Try it: Each line from the one that contains "Question. Identify every instance of the eyebrow" through the last line of the listing below is to be returned exactly as it stands, and nothing else.

Exercise materials:
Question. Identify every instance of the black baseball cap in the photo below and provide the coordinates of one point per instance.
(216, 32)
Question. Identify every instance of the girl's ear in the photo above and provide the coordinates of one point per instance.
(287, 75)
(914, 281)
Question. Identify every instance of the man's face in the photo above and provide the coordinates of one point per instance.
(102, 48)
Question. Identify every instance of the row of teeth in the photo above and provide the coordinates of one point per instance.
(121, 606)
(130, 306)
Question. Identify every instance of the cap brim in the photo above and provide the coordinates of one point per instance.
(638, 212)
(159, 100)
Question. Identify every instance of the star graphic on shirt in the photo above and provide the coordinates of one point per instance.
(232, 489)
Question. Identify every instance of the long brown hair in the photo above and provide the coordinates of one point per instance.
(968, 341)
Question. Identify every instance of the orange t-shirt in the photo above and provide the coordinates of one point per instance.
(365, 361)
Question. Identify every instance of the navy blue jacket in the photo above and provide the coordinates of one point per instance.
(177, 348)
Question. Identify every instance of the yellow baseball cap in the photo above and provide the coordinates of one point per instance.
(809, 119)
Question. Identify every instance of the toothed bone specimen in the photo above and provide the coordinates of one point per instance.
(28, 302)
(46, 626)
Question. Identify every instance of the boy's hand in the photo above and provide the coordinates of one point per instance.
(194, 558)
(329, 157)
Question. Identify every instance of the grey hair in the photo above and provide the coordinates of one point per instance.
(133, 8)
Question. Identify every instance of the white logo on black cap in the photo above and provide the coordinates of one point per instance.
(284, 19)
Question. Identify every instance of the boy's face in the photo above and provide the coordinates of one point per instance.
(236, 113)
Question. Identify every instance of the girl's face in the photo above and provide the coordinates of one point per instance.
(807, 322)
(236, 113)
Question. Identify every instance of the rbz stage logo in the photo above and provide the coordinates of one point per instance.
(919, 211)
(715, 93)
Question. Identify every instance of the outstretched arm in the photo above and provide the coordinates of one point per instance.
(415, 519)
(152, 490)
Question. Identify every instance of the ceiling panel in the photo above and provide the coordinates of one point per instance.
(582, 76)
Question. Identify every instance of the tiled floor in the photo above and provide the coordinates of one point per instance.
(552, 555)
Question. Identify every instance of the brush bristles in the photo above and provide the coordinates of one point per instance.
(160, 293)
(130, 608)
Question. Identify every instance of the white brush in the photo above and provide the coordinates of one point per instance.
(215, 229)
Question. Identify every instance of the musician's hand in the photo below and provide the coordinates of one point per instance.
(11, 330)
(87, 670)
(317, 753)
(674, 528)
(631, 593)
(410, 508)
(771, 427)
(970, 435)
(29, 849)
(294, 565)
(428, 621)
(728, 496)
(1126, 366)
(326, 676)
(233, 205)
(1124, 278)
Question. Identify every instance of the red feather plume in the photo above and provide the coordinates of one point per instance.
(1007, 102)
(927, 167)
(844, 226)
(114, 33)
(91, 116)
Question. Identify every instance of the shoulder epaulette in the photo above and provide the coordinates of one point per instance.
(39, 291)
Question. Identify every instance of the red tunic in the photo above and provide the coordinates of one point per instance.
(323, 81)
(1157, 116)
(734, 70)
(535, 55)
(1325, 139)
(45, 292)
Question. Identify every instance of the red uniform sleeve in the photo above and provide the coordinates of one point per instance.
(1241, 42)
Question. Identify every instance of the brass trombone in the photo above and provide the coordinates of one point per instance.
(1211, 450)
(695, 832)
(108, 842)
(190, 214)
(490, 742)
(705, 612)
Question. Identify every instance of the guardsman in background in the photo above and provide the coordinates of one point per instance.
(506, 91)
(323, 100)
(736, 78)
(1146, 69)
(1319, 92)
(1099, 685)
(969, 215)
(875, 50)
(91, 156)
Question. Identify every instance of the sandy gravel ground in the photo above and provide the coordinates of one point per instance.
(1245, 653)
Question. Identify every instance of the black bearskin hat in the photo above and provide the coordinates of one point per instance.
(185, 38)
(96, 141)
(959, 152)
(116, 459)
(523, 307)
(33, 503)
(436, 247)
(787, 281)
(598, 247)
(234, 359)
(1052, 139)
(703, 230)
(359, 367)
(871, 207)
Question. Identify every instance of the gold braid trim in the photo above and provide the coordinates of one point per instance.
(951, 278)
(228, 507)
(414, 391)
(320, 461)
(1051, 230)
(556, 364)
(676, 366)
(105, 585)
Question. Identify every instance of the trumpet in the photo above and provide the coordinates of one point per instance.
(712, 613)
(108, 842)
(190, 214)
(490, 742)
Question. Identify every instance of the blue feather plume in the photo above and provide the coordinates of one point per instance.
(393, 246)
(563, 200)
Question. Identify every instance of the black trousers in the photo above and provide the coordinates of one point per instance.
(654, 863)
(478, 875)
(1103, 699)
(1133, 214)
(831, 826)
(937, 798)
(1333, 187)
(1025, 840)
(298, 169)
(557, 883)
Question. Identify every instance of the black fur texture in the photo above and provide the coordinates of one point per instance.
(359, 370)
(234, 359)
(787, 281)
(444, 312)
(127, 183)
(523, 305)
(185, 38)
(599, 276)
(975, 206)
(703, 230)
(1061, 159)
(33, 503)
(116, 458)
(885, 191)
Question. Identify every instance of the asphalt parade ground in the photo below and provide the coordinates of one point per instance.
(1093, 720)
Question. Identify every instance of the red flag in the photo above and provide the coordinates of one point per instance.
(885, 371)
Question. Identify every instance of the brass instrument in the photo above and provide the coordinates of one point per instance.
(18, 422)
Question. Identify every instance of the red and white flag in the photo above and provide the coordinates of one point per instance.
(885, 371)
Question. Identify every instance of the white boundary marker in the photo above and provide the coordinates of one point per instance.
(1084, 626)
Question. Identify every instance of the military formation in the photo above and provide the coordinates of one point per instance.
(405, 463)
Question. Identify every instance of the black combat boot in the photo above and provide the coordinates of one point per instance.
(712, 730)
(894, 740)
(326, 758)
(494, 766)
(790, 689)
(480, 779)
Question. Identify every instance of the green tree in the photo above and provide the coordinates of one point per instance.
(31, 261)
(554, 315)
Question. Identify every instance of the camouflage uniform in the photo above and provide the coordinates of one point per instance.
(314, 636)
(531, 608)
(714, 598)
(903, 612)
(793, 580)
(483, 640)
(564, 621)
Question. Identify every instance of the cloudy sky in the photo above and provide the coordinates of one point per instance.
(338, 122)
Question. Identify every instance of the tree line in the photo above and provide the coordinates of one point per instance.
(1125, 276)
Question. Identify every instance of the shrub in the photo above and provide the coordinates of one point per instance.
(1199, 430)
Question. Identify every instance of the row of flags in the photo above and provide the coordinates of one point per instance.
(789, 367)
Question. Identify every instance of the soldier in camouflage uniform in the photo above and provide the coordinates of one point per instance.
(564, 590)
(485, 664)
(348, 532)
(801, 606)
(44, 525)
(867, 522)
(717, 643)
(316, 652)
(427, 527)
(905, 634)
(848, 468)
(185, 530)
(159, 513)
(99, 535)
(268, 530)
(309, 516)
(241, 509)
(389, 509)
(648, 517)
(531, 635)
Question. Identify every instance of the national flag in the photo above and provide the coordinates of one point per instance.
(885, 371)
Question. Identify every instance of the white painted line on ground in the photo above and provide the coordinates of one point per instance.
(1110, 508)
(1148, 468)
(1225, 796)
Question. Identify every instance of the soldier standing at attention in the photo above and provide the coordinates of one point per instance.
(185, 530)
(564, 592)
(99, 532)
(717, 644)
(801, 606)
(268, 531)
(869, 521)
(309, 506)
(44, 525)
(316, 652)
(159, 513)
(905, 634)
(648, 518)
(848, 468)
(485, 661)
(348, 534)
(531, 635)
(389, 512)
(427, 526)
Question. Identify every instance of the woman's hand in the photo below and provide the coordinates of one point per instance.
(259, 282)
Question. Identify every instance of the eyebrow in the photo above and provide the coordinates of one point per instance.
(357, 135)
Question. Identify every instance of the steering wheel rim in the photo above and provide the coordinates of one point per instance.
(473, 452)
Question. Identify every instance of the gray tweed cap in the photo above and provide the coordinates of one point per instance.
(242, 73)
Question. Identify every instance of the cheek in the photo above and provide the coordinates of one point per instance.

Output of the task:
Question. Identify every instance of the eyebrow in the photo above and provide the coordinates of one point per instance.
(357, 135)
Question. Identify every instance of the steering wheel rim in the photo above and provide the coordinates of one point per instance.
(473, 452)
Question. Identify every instance of the gray tweed cap in the photo above and provide the coordinates of one point per instance.
(242, 73)
Question. Identify every instance of the cheek in the photo above and provide the coordinates of one point per instance.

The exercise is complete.